Recorded data:

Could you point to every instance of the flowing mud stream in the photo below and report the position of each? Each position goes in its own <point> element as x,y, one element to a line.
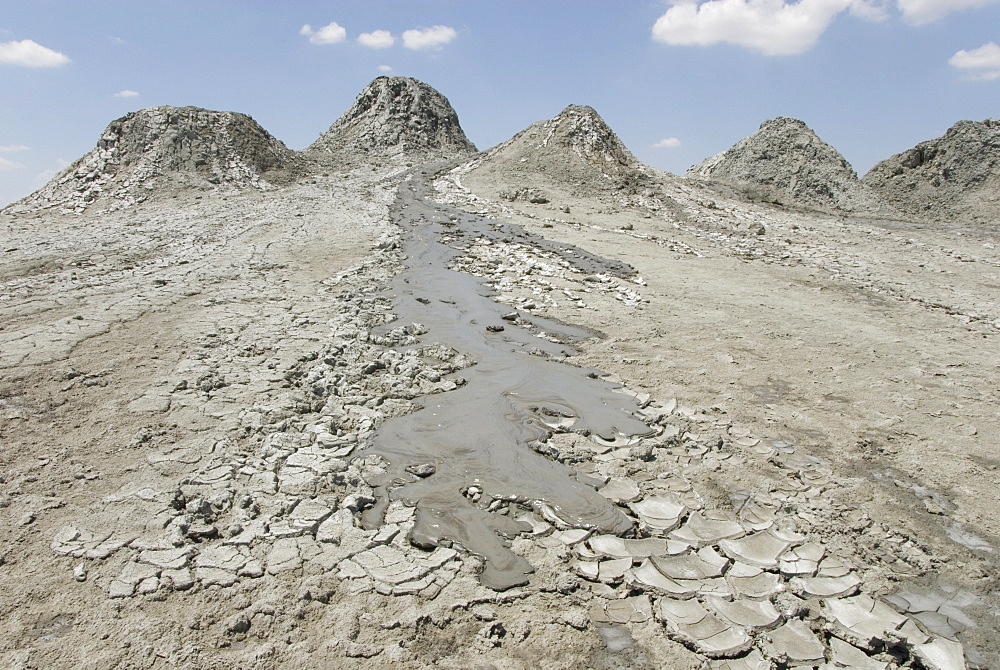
<point>467,448</point>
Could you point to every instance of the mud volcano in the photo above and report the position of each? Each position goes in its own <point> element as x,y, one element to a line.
<point>472,446</point>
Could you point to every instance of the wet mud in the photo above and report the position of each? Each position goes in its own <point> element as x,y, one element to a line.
<point>466,453</point>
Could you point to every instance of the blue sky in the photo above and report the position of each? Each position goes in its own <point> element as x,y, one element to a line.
<point>872,77</point>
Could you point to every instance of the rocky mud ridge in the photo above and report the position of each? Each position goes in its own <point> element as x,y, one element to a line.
<point>530,411</point>
<point>954,176</point>
<point>748,585</point>
<point>786,163</point>
<point>396,117</point>
<point>137,152</point>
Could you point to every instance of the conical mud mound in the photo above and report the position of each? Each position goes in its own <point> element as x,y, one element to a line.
<point>396,117</point>
<point>188,145</point>
<point>787,163</point>
<point>957,175</point>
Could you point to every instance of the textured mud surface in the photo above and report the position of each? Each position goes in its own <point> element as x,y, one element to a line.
<point>548,408</point>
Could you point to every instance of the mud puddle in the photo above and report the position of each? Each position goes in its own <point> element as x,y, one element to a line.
<point>464,460</point>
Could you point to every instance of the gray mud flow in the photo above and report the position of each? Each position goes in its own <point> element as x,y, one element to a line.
<point>478,437</point>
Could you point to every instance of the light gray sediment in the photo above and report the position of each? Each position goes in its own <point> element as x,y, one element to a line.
<point>478,436</point>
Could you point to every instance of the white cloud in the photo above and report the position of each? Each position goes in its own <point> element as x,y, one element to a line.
<point>428,38</point>
<point>377,39</point>
<point>982,63</point>
<point>30,54</point>
<point>667,143</point>
<point>772,27</point>
<point>8,166</point>
<point>919,12</point>
<point>331,33</point>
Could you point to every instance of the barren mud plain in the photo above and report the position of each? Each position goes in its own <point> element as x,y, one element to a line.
<point>392,402</point>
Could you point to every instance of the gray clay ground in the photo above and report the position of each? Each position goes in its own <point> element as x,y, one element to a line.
<point>203,466</point>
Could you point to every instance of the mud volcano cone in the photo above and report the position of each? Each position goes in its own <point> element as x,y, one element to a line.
<point>954,175</point>
<point>188,146</point>
<point>396,117</point>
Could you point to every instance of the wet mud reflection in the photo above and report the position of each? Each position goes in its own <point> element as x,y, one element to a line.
<point>477,438</point>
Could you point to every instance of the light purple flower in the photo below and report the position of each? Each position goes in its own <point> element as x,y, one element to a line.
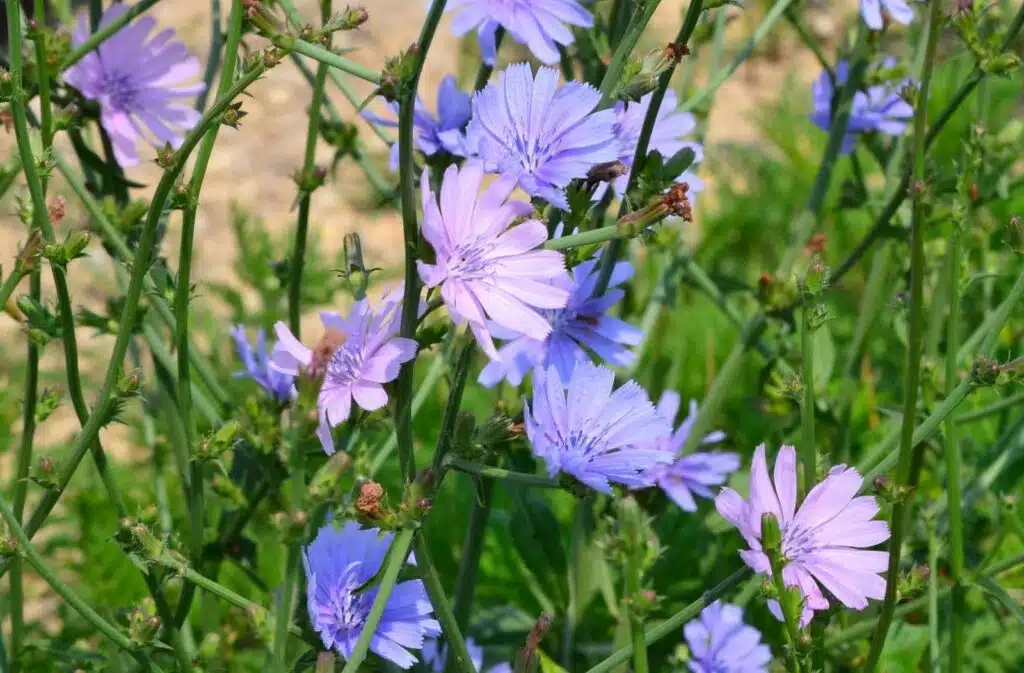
<point>543,135</point>
<point>356,355</point>
<point>898,10</point>
<point>721,642</point>
<point>577,330</point>
<point>667,137</point>
<point>435,659</point>
<point>338,563</point>
<point>541,25</point>
<point>136,81</point>
<point>445,132</point>
<point>879,109</point>
<point>694,473</point>
<point>257,365</point>
<point>823,541</point>
<point>594,433</point>
<point>484,268</point>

What to produce: Retype all of the items above word for word, but leave the pictures out.

Task solution:
Could you point to every instance of the flowing mud stream in the photo below and report the position of each? Each position goes in its own <point> element as x,y, one element to a line.
<point>467,448</point>
Could you point to every instance of the mud volcano in the photo above and report the position of each? Each position goes in its own <point> element as x,y, one element to a line.
<point>472,446</point>
Could you point to every instance of the wet mud in the photo above and report the position of each? Each position goes in its own <point> element as x,y, one element to a line.
<point>466,453</point>
Could you point to every instance of the blue sky in the photo above and report the position of each? Each position goes in its own <point> element as x,y, one element to a line.
<point>872,77</point>
Could you point to every instance of the rocky mud ridge in the photo above and report the position of each? Each position goes in its own <point> element as x,y, one element to a line.
<point>530,411</point>
<point>954,176</point>
<point>748,585</point>
<point>786,163</point>
<point>396,117</point>
<point>137,152</point>
Could you point to every instance of the conical mud mound in the photo above and report the position of each? Each position goes in its own <point> element as x,y, one element to a line.
<point>396,117</point>
<point>188,145</point>
<point>787,163</point>
<point>957,175</point>
Could you point to every instance of the textured mud surface in the photo above and report the position of each? Each position goes in its own <point> element as x,y, one element to a line.
<point>548,408</point>
Could you point to every instance of the mud puddle in the photo above and report the position of each? Each position goes in its own <point> element as x,y, one element to a line.
<point>464,460</point>
Could you point to every instance of the gray mud flow in the photo above and report the position of each? Each position goes in its own <point> element as x,y, one element to a line.
<point>478,437</point>
Could you point to every instance of the light gray sediment in the photo above and report the position of each? Each position goes in its own <point> element as x,y, one element to a line.
<point>478,436</point>
Could you point to every instance of the white cloud in the photo above and report the position of each? Each position goes in its own <point> element as x,y, one element to a line.
<point>428,38</point>
<point>377,39</point>
<point>982,63</point>
<point>30,54</point>
<point>667,143</point>
<point>772,27</point>
<point>8,166</point>
<point>919,12</point>
<point>331,33</point>
Could you point to every instance of the barren mud plain in the photo above and report the position of each? Each position goes in its own <point> element as x,y, one element to a line.
<point>392,402</point>
Could you point to every instance of the gray clay ground in the photo above and report the position of each? Each position goes in its own <point> element as x,y, one element to a line.
<point>203,466</point>
Could you point to every instance of the mud volcano cone in the photo above and report the position of each? Each position goes in its own <point> element as x,y, one element to a line.
<point>954,175</point>
<point>188,146</point>
<point>396,117</point>
Could you point to every instance of the wet mud reflection in the photo above and report the position of each? Each position goes in its own <point> element as x,y, one element to a line.
<point>477,438</point>
Could you point to every instance of the light purple flower in the photo below and report the position of each? Each position goes in its own <point> element as x,y, one element to a line.
<point>543,135</point>
<point>356,355</point>
<point>898,10</point>
<point>721,642</point>
<point>577,330</point>
<point>667,137</point>
<point>435,659</point>
<point>338,563</point>
<point>541,25</point>
<point>136,81</point>
<point>445,132</point>
<point>879,109</point>
<point>694,473</point>
<point>257,365</point>
<point>823,541</point>
<point>594,433</point>
<point>484,268</point>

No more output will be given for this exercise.